→ **WRITTEN TASK**
Resume the passage on Gandhi, Tolstoy, and the Gospel teaching of love for one's neighbor, starting right after its final sentence.

→ **DOCUMENT PASSAGE**
"""
Nevertheless, he spoke of collective guilt, of realizing that none were innocent, of no “good guys” versus “bad guys.” He emphasized the story of the good Samaritan, the stranger from a foreign land who cared for the wounded, while those of the same background acted out of fear and distrust. He underlined the “great commandment” of Matthew 22 in which Jesus says that the entire law and the prophets are summed up in two related principles: “You shall love the Lord your God with all your heart, soul, and mind. And, like unto it, you shall love your neighbor as yourself.” Who is my neighbor? Everyone on the planet.
Mahatma Gandhi was profoundly influenced by Christianity. During Gandhi’s struggles against apartheid in South Africa, one of his friends was a Christian pastor who asked Gandhi to read the Gospels and also to read Tolstoy. Tolstoy was the great Russian writer who only realized, later in his life, what Jesus was saying. He realized that the Gospels were talking about real transformation, really getting rid of the borders, really seeing all men and women as brothers and sisters.
"""
→ **ITEMS**
"""
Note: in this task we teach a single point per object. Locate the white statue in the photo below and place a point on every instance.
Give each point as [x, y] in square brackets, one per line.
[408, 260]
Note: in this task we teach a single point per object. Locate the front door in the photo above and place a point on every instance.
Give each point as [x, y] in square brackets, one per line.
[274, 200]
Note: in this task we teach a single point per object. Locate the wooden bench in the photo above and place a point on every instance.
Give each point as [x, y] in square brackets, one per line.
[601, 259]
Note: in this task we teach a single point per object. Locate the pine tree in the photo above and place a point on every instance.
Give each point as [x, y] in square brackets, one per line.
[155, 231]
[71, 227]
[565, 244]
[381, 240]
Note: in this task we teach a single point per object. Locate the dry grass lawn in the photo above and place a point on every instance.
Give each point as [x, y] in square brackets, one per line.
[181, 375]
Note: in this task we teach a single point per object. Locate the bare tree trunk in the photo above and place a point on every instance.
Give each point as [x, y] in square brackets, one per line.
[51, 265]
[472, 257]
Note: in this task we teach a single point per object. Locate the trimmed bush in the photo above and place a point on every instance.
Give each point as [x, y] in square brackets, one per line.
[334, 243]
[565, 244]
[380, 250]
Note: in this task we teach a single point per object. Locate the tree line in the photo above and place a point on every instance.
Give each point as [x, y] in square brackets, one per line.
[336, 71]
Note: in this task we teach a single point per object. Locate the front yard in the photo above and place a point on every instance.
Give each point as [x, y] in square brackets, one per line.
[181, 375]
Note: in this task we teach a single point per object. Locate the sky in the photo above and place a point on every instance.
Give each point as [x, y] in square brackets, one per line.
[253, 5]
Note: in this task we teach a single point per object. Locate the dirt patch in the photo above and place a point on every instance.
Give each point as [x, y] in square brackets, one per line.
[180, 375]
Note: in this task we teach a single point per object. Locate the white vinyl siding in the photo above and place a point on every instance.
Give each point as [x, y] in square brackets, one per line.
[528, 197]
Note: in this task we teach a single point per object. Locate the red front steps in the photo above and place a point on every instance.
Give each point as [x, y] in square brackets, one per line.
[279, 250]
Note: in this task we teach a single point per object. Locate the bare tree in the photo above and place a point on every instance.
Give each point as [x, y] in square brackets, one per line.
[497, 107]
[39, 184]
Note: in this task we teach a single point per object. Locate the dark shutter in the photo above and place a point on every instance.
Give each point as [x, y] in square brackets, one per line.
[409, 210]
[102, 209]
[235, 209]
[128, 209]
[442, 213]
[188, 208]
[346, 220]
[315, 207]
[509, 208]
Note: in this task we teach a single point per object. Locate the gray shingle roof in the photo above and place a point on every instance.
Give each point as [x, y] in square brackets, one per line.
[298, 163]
"""
→ **TASK RESPONSE**
Gandhi did read the scriptures and got the message. He said that the message was also there in the Bhagavad Gita (his own favorite Hindu scripture), just as it was also there in Buddhism. The principle is called the golden rule and is found in all the world’s great religions and cultures. My latest book called The Earth Constitution Solution: Design for a Living Planet (2021) concludes with reflection on the golden rule. We will not only fail to solve the problem of war without the golden rule; we will fail to solve the problem of climate collapse as well.
Gandhi writes: “The basic principle on which the practice of nonviolence rests is that what holds good in respect of oneself holds good equally in respect of the whole universe. All mankind in essence are alike….” “It is man’s imagination,” he writes, “that divides the world into warring groups of enemies and friends. In the ultimate resort it is the power of love that acts even in the midst of the clash and sustains the world” (1998, 303). The Golden Rule means that “all mankind in essence are alike.” What “holds good” for me holds good for all.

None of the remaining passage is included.